→ **EXERCISE AIM**: Print the stretch of the passage on data reuse and governance from "The emerging Third" through "to be emphasized.", copying it word for word.

→ **PASSAGE PROVIDED**:
The emerging Third Wave offers encouraging evidence that such a movement is underway. But fully enabling the necessary transformation requires a number of changes in data policy and governance. While specific actions may vary by sector and context, there are a few cross-cutting approaches and principles that need to be emphasized.
For public and private data holders , the need of the hour is to build the policies, systems and expertise needed to facilitate data reuse, which is central to the Third Wave. More specifically:
First, they can create and empower data stewards , responsible data leaders within organizations empowered to identify opportunities for data re-use in a responsible manner and who seek new ways of creating public value through cross-sector collaboration. They can act to promote data capacity throughout the organizations they manage, in an effort to break down the silos that often make data re-use efforts seem ad hoc and isolated rather than more generally effective. Policymakers can also work with other organizations in their field to develop data intermediaries (e.g., institutions like Sage Bionetworks and StatsNZ’s Data Ventures ) that match potential data research collaborators and help address some of the transaction costs in data collaborative relationships. Finally, they can support the technical infrastructure needed for broad reuse, whether that be in the form of funding new data portals or subsidizing computing capacity among researchers, especially in fields where the datasets are prohibitively large and complex. For data users, including researchers and civil society, promoting a Third Wave is about making the value that open data produces more apparent; and more equitable.

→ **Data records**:
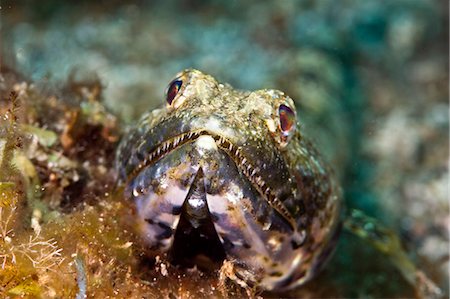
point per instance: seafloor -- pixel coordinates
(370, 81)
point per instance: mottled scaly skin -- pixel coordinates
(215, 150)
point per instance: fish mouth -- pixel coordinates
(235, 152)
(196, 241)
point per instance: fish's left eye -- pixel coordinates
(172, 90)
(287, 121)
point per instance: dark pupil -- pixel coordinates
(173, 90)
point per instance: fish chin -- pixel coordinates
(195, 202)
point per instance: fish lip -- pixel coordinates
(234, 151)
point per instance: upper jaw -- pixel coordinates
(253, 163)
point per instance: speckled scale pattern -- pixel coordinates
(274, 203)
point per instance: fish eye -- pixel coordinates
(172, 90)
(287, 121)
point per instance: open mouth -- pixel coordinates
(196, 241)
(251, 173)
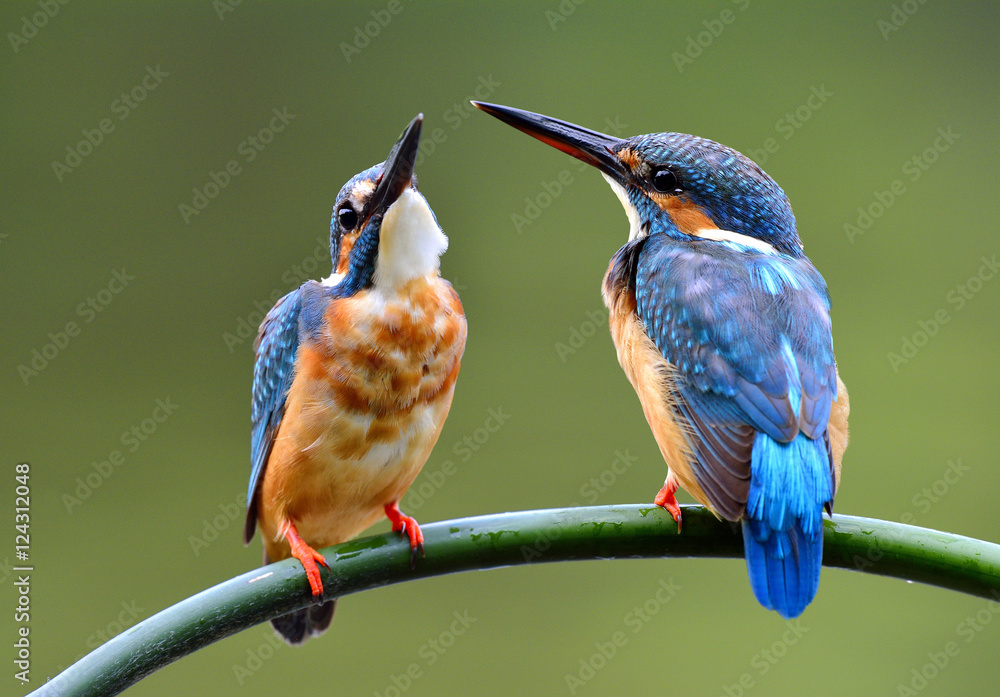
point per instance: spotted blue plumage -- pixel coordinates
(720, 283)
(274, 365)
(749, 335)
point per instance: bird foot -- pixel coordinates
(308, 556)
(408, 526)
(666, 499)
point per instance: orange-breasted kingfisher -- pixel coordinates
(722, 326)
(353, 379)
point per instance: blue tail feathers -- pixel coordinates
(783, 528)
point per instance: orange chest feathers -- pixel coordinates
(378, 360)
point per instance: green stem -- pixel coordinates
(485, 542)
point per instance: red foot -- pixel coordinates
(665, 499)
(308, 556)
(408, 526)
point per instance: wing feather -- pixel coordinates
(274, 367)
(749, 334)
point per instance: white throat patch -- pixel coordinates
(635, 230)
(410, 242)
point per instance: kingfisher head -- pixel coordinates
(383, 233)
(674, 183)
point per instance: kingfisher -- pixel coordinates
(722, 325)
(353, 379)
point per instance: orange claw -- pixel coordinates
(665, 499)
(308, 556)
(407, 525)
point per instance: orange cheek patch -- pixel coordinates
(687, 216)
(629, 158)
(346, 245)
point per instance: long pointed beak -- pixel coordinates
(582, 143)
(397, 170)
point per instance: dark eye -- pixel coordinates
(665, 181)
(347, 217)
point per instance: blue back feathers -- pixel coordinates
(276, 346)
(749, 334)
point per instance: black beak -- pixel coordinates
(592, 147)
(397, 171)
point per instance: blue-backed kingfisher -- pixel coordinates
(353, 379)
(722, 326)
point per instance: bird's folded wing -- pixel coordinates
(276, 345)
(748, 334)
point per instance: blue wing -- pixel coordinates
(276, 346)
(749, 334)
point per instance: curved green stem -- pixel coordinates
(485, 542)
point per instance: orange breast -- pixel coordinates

→ **OUTPUT FOR THIS TASK**:
The emerging Third Wave offers encouraging evidence that such a movement is underway. But fully enabling the necessary transformation requires a number of changes in data policy and governance. While specific actions may vary by sector and context, there are a few cross-cutting approaches and principles that need to be emphasized.